#### TASK
Please list all lines in the records below that contain the word "every", copying each line in full. Case counts.

#### DATA RECORDS

══════════

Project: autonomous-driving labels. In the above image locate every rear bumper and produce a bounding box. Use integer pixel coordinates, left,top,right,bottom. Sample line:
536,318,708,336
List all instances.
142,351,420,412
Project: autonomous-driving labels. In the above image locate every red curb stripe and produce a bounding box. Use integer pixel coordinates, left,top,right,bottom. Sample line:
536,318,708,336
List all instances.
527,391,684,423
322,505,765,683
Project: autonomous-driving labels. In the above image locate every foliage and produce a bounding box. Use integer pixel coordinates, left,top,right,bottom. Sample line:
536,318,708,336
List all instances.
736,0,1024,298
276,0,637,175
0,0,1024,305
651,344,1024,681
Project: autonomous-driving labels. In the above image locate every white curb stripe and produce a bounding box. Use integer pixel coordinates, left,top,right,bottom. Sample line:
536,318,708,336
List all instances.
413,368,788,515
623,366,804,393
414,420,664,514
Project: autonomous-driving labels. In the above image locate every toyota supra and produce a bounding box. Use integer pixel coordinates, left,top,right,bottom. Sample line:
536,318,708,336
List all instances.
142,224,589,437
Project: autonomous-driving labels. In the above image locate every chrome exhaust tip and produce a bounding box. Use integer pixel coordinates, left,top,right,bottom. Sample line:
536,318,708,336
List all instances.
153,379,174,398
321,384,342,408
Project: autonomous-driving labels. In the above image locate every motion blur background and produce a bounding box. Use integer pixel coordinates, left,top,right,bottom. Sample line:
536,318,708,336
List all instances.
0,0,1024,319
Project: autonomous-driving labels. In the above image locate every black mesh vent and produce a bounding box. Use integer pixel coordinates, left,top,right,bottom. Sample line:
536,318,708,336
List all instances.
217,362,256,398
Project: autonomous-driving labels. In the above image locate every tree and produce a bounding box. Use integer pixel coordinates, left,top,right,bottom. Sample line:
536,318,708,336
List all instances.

══════════

#### TASK SOLUTION
Project: autonomous-driving labels. In the above image locate every rear bumper and produce a bounding box. Use integer pixel coordinates, left,top,right,bottom. Sample line:
Project: autonomous-driving labels. In the above image locate every red curb stripe and produce a bounding box. Use integer pixel coordinates, left,top,right,bottom. Sample line:
Project: autonomous-driving labels. In the above image locate every foliage and produce a bounding box. Use integer pixel coordinates, left,top,right,bottom. Sample line:
Project: autonomous-driving labels. In the above image locate every white curb stripe and produce a bounding box. Use integer pixel coordinates, left,top,right,bottom. Sample line:
Project: autonomous-driving labels. In the above image locate every toyota supra and produce a bounding box. Use integer pixel coordinates, left,top,right,bottom. Sample line:
Project: autonomous-driving labels. In the above image locate every chrome exhaust tip and produce a bounding box. Use integer pixel coordinates, left,top,right,bottom. Sample line:
Project: autonomous-driving labels. In the above image locate every motion blur background and produce a bounding box. Use integer pixel coordinates, left,top,right,bottom. Sample line:
Project: autonomous-driving labels. In the above image locate every black mesh vent and produce a bounding box. Use integer pixel coordinates, left,top,right,bottom. Sample line:
Project: autonomous-driving labels. In the above image locate every tree and produce a bounding box. Use integer pixel coordinates, left,top,right,bottom. Sample line:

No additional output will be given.